◆ PROMPT
Please copy the rows below word for word, starting at the first line and ending at the line that contains "point(161, 93)".

◆ RECORDS FOR THE TASK
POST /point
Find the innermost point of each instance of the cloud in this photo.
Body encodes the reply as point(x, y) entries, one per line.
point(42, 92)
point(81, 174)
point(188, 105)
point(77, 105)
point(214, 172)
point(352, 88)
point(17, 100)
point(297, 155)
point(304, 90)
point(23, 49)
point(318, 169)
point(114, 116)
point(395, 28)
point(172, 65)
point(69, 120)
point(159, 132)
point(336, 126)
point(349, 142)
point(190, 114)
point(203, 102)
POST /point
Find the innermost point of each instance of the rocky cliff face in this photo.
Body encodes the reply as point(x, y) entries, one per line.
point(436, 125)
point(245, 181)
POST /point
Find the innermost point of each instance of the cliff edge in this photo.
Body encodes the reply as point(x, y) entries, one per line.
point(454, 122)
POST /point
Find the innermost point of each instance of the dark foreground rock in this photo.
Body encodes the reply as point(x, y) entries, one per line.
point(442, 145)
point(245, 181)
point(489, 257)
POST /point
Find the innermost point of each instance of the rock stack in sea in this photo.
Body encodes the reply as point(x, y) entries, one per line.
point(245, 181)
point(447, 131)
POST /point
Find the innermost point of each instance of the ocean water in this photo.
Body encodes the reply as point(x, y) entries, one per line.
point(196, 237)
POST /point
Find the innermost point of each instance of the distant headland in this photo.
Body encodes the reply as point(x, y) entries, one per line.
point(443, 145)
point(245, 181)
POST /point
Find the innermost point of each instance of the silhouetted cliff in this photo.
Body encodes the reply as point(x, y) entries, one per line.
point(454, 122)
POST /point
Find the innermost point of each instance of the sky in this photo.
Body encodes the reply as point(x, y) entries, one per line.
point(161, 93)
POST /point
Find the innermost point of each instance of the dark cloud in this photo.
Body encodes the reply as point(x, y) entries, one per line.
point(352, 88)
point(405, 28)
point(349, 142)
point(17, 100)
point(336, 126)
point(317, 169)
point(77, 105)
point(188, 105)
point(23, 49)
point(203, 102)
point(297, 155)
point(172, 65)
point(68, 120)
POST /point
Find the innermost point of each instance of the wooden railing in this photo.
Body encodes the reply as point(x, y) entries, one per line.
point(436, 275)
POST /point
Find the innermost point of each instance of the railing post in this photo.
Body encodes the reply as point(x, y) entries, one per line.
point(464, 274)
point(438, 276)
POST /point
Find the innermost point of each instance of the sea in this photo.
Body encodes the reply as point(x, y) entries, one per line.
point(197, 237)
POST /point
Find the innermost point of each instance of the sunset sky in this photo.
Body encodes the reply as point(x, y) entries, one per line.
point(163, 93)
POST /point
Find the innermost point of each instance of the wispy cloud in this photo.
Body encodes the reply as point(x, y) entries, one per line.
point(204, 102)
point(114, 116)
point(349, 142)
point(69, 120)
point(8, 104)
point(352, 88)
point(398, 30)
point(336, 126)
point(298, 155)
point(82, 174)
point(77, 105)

◆ SOLUTION TO THIS TASK
POST /point
Find the innermost point of each instance of the cloud in this photo.
Body encodes the reply as point(x, y) entries, one per line.
point(42, 92)
point(81, 174)
point(188, 105)
point(77, 105)
point(214, 172)
point(352, 88)
point(17, 100)
point(297, 155)
point(304, 90)
point(23, 49)
point(318, 169)
point(114, 116)
point(395, 28)
point(172, 65)
point(69, 120)
point(159, 132)
point(336, 126)
point(349, 142)
point(190, 114)
point(203, 102)
POST /point
Find the innermost point of each instance of the rocky cliff face in this photo.
Body encodes the reply as point(x, y) entries, one per line.
point(436, 125)
point(245, 181)
POST /point
Find the innermost point of each instance of the cliff edge in this photo.
Body encodes the reply as point(x, y) entries, one per line.
point(454, 122)
POST /point
Find the innermost point of each instance of the dark foreground rock in this photo.
Body encodes the reply as point(x, y) entries, one per line.
point(442, 145)
point(245, 181)
point(489, 257)
POST /point
Find the innermost point of each instance of the rock stack in sea in this photo.
Body encodes the reply as point(x, y) entries, one per line.
point(245, 181)
point(447, 131)
POST /point
Find the innermost point of each instance of the ocean water in this photo.
Body encodes the reply as point(x, y) entries, one per line.
point(196, 237)
POST /point
Find the innermost point of each instance of the distant headland in this photo.
Body encodes the reply as point(x, y) entries, one per line.
point(443, 145)
point(245, 181)
POST /point
Find the innermost point of each instance of the silhouetted cliff in this photo.
Body encodes the reply as point(x, y) entries, one per line.
point(454, 122)
POST /point
Find the innermost point of each instance of the sky in this photo.
Body encodes the reply as point(x, y) entries, one per line.
point(161, 93)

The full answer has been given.